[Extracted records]
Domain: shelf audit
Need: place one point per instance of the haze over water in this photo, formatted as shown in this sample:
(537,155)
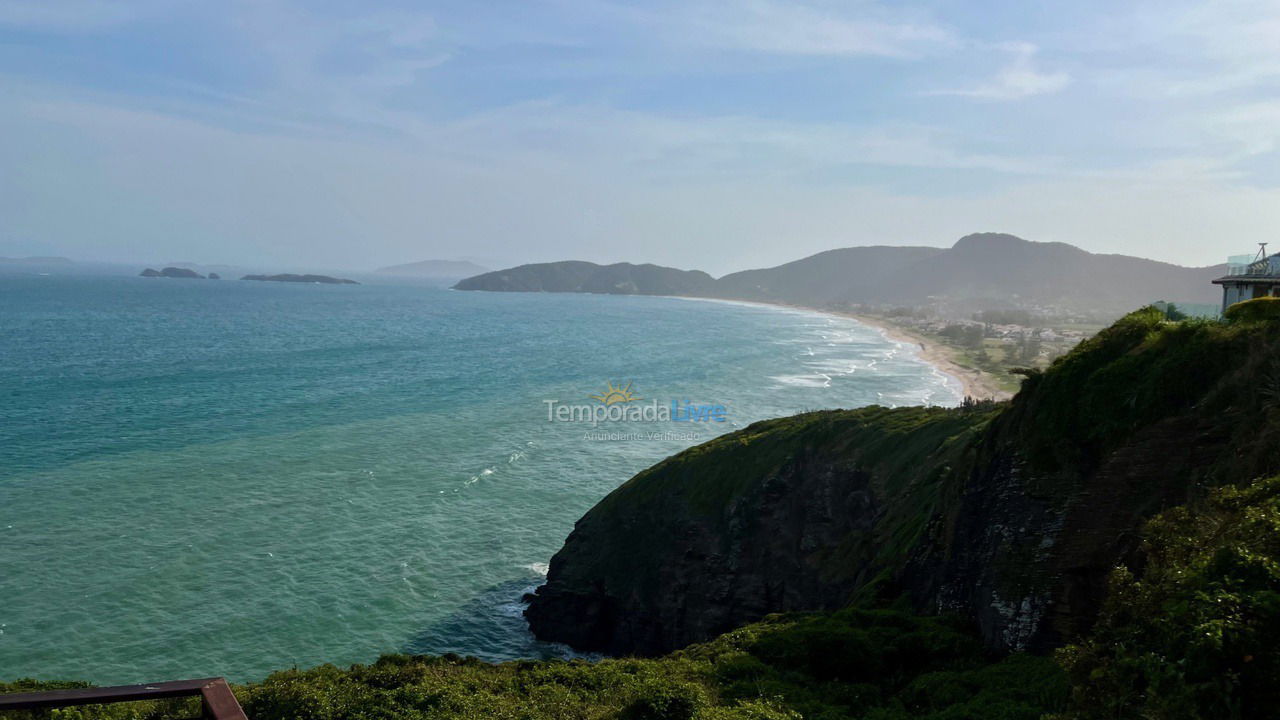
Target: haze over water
(229,478)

_Exercise requirements_:
The records above should be returned exactly; no image belongs in the copy.

_Result of the exercise_:
Domain: shelf audit
Need: place one point per instance of the haze over water in this photo, formatted as shown in this sample:
(537,155)
Target: haze over water
(229,478)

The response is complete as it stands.